-- Work instructions --
A - In the graphene extract, which model has the longest and weakest C–C bonds?
B - Which ring sizes does the graphene extract name? List every one.

-- Extract to read --
# # # #

Results and discussion

Structure and electron density topology of graphene and defects

After the energy minimisation, the C atoms presented different bond lengths, BO and δ, according to their neighbours' positions, i.e. 5-, 6-, 7- or 8-membered rings (Fig. S3). The defect formation energies for MG7 and MG8 are shown in Table S1.

The optimised structure of the G model (Fig. 1a) showed the expected and homogeneous bond length of about 1.42 and 1.43 Å, which was in agreement with the calculated BO (Fig. S3). In the optimised MG7 model (Fig. 1b), with 5–7 membered rings, the bond lengths exhibited a wider range (from 1.55 to 1.40 Å, with an average ± standard deviation value of 1.43 ± 0.03 Å), following a similar trend to their BO, i.e. the shorter the bond length, the stronger the bond (Fig. S3), showing the longest (weakest) C–C bonds among the three models. Furthermore, MG8 (Fig. 1c), with 5–8 membered rings, exhibited weaker bonds than G but stronger bonds than the MG7 model, having bond lengths ranging from 1.47 to 1.39 Å, with an average ± standard deviation value of 1.43 ± 0.02 Å (Fig. S3). However, in the MG8 model, there was no complete correlation between the bond length and the BO as observed in the other models: some bonds presented a higher ρ with a longer bond length than expected.

Fig. 1 Optimised structures of G (a), MG7 (b) and MG8 (c) models, shown in the c-view.

# # # #

-- Raw data --
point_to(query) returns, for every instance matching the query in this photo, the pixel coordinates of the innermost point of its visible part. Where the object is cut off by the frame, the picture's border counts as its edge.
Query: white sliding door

# # # #

-- Solutions --
A - MG7

B - 5-membered, 6-membered, 7-membered and 8-membered rings